What is expected
After finding the line with "x=420, y=896" in the entries below, retype exactly each line from there through the line with "x=264, y=1306", including that final line.
Start of Material shown
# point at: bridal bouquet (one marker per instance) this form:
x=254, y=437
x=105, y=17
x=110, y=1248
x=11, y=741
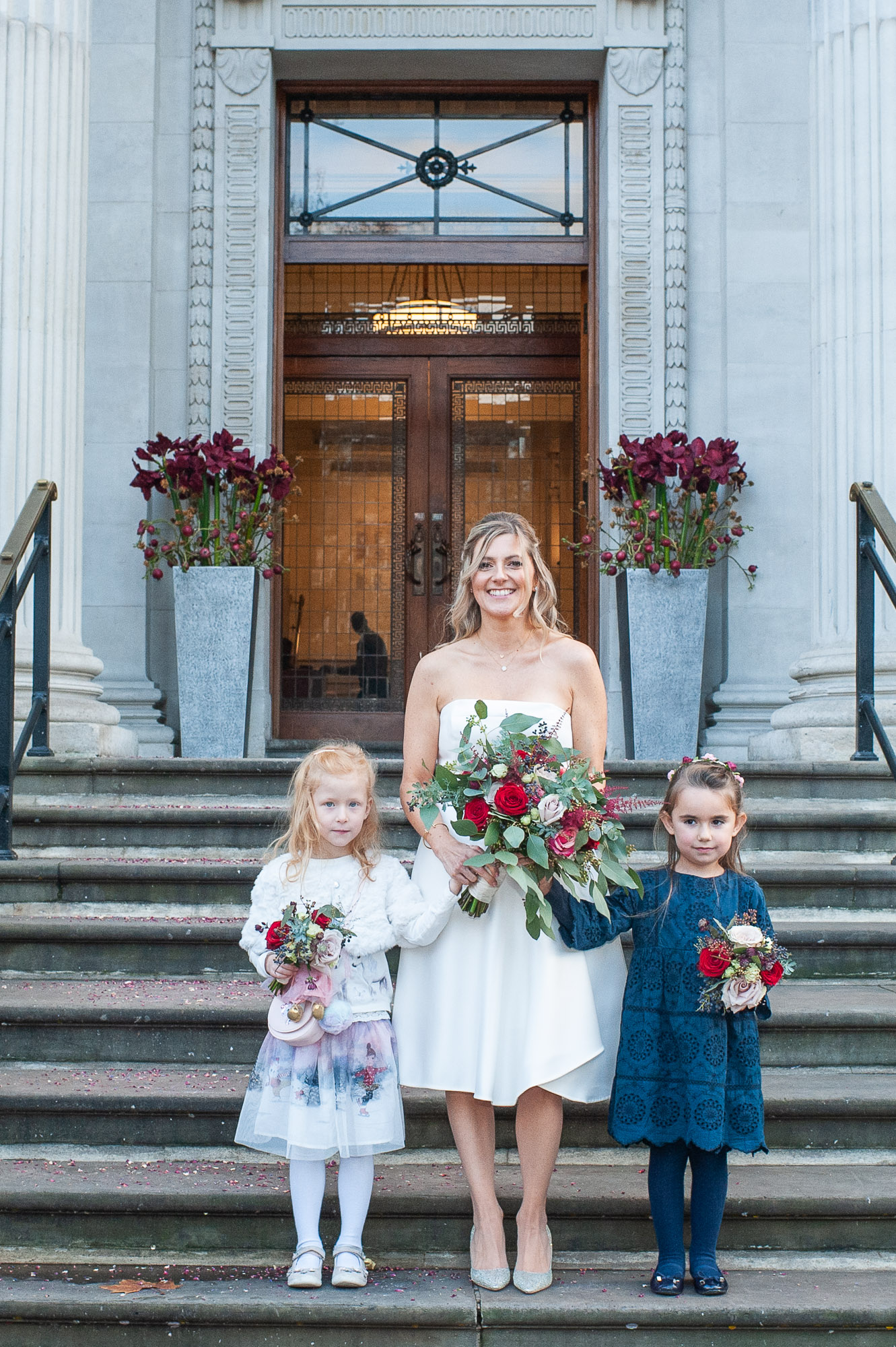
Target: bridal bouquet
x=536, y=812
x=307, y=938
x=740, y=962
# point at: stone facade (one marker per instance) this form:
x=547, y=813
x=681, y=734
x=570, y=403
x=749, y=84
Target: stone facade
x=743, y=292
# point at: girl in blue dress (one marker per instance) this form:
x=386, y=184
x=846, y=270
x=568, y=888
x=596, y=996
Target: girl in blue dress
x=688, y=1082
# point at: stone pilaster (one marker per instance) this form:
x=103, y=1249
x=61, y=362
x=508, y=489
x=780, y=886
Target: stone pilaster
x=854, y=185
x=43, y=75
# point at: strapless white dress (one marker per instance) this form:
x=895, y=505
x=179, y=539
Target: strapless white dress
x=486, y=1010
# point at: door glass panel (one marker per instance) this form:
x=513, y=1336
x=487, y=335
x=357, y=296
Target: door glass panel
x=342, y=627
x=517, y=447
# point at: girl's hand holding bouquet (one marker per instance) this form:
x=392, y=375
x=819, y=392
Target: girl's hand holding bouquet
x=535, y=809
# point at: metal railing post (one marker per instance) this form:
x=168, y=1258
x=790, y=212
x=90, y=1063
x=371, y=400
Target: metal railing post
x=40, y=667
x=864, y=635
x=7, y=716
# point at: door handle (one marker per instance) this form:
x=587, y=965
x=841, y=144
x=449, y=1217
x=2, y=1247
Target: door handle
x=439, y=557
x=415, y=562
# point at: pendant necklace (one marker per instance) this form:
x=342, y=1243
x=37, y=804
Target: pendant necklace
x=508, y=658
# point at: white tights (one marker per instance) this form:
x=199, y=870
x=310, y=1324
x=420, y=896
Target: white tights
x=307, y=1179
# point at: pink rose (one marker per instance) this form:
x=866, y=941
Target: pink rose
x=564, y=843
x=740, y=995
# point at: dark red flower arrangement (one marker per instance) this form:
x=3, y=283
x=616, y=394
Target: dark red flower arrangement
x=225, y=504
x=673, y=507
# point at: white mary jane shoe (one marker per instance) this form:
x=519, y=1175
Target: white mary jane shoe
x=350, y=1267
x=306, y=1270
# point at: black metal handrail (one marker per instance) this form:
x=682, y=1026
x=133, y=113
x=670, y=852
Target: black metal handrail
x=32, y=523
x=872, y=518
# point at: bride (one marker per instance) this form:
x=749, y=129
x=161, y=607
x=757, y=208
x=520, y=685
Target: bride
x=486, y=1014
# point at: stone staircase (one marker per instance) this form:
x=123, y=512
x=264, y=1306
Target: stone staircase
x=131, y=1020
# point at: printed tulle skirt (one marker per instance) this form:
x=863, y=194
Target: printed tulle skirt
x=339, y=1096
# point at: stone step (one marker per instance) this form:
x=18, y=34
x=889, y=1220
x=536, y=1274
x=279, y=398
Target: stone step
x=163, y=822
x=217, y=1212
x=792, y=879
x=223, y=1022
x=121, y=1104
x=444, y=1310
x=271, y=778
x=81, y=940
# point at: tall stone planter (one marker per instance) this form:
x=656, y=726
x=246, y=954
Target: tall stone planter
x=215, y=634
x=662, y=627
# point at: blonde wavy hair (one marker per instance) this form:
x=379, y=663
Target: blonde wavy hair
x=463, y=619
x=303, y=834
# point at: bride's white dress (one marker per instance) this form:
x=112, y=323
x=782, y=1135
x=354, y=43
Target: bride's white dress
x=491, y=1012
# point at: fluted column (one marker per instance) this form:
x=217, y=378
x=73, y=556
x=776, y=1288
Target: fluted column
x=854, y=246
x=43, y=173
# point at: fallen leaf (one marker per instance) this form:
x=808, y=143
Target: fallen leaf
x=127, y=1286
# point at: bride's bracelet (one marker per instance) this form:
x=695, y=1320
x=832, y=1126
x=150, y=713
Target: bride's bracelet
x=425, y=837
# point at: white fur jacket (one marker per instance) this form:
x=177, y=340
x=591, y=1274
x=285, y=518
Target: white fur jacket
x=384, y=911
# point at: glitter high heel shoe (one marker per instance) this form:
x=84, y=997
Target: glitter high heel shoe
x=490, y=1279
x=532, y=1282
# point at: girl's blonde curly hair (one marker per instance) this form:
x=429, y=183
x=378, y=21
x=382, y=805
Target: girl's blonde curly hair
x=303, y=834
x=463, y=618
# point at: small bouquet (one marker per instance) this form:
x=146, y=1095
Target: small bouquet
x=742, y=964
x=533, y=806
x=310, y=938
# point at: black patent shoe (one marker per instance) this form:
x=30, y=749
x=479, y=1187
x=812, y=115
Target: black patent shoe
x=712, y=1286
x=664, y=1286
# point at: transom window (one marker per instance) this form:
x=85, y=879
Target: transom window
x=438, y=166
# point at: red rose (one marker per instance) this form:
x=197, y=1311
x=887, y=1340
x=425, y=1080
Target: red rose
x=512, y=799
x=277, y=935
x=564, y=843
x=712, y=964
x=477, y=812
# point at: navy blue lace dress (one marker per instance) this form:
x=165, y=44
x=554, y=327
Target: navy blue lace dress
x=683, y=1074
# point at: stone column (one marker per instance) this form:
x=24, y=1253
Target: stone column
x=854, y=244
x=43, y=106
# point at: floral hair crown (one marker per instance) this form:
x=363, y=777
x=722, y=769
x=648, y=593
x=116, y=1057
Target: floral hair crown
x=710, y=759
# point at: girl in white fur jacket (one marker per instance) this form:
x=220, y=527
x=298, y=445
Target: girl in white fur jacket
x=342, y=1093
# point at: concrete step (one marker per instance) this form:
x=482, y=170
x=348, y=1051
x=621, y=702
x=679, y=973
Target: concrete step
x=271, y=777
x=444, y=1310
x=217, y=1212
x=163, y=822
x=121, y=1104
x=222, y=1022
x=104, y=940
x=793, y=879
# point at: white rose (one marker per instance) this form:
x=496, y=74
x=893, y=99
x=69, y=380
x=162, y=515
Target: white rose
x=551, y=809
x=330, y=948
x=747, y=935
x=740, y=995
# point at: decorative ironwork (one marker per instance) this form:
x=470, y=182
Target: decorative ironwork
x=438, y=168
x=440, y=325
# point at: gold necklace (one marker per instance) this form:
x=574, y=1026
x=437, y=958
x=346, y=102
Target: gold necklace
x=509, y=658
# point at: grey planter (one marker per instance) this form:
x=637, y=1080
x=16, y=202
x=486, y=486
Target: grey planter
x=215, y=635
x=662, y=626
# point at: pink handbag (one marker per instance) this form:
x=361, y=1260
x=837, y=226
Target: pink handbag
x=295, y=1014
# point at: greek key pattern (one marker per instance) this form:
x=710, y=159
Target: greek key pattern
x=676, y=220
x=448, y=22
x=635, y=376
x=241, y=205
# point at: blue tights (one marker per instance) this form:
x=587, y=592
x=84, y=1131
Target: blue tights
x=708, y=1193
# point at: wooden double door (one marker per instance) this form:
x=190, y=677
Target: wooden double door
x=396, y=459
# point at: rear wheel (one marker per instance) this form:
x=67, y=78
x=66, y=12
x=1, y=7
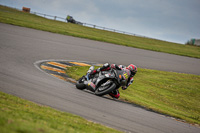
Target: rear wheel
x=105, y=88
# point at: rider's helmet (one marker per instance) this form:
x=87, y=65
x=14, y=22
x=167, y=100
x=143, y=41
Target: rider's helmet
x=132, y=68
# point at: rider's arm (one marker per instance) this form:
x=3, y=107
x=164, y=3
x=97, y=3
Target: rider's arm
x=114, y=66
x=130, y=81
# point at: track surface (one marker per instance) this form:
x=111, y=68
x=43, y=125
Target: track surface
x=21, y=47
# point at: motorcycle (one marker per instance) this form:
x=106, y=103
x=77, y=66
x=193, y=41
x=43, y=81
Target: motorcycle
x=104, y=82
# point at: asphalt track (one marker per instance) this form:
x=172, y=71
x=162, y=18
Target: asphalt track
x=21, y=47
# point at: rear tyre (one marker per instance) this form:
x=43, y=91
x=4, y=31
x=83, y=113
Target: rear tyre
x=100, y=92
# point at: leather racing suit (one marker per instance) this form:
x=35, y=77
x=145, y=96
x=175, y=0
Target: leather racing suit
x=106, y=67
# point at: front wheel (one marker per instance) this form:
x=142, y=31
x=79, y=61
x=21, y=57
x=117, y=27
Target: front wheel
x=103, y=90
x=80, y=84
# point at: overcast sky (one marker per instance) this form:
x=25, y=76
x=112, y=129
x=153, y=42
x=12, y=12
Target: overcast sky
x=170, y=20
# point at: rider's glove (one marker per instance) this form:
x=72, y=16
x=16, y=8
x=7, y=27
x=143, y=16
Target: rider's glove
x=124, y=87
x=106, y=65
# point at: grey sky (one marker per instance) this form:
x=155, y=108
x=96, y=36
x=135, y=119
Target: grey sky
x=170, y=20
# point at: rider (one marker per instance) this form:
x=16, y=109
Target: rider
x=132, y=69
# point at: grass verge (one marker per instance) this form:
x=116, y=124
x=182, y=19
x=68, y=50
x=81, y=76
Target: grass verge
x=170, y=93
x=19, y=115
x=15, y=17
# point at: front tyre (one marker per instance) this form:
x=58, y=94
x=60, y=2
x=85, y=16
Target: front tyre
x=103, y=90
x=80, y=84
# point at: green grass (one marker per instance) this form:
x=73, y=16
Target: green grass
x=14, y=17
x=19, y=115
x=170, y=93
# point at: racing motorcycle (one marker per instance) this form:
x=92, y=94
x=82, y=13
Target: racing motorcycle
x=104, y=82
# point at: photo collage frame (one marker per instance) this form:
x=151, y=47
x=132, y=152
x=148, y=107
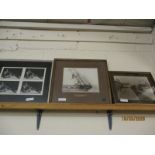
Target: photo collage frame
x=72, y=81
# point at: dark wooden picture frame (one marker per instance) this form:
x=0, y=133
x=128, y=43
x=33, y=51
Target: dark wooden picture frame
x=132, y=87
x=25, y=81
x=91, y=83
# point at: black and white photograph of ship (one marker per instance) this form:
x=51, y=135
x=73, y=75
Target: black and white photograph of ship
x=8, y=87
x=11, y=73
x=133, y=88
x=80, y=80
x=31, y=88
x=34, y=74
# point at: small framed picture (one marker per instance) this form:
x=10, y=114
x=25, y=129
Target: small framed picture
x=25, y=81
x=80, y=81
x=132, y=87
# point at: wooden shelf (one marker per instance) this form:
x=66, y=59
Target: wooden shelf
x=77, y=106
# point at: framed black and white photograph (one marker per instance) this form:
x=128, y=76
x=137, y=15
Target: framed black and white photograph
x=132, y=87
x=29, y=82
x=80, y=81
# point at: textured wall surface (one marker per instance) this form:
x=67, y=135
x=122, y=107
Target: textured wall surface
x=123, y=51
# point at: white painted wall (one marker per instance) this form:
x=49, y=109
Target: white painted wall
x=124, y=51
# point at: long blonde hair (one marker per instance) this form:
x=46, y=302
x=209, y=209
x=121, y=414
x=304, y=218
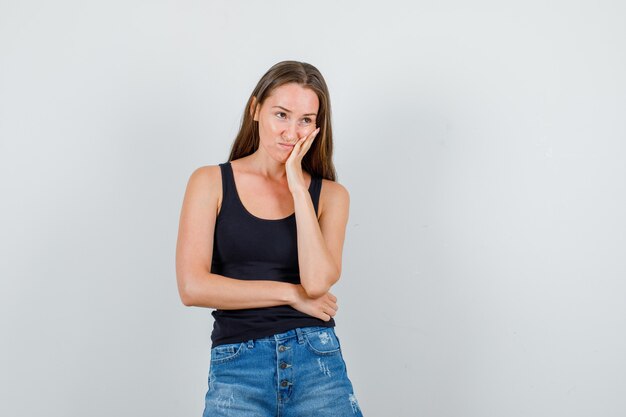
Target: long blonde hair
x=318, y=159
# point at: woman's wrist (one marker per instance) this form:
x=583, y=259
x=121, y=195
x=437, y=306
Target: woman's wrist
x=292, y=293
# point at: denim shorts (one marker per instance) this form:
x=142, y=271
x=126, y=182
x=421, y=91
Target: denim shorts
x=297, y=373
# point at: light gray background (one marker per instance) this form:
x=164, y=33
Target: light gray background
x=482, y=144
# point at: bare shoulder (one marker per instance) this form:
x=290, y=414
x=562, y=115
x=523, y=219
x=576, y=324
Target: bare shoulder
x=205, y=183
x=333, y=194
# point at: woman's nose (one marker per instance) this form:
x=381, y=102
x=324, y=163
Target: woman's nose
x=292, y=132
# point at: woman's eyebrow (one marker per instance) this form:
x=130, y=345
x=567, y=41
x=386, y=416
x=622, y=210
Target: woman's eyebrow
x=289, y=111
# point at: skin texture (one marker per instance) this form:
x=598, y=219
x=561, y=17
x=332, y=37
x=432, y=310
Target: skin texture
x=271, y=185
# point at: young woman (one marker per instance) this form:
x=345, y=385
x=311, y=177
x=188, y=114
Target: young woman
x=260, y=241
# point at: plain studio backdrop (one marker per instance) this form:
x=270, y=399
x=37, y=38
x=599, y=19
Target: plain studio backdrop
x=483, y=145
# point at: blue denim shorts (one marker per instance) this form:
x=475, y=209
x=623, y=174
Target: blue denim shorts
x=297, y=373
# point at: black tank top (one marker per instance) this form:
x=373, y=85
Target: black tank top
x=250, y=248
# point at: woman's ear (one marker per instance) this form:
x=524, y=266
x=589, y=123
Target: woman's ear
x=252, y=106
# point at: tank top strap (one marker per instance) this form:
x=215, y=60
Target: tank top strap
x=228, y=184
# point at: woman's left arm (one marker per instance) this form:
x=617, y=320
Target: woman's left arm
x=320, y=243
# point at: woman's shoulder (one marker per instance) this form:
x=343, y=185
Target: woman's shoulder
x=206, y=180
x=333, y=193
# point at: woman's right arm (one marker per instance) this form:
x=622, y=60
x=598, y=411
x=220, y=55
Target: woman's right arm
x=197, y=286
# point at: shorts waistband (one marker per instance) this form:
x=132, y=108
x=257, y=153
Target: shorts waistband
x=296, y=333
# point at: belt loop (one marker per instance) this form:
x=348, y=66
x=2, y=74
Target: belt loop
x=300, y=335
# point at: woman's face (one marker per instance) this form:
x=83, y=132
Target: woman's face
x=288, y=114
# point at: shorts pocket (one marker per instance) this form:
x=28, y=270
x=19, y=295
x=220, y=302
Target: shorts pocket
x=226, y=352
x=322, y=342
End of Material shown
Solution for this exercise
x=420, y=896
Target: white tights
x=307, y=1179
# point at: pink rose (one marker per instance) this form:
x=866, y=941
Target: pink rose
x=564, y=843
x=740, y=995
# point at: dark red flower arrangement (one marker per instance) this form:
x=3, y=283
x=616, y=394
Target: dark red flower arrangement
x=225, y=504
x=673, y=507
# point at: white mary jane shoe (one marker per instance) this form:
x=519, y=1175
Target: white mary jane shoe
x=350, y=1267
x=306, y=1270
# point at: black metal handrail (one marker per instance) this form:
x=682, y=1026
x=133, y=113
x=670, y=852
Target: black metal handrail
x=32, y=523
x=872, y=518
# point at: bride (one marker per instance) this form:
x=749, y=129
x=161, y=607
x=757, y=208
x=520, y=685
Target: bride
x=486, y=1014
# point at: stone staircase (one marker per instance) this form:
x=123, y=512
x=264, y=1306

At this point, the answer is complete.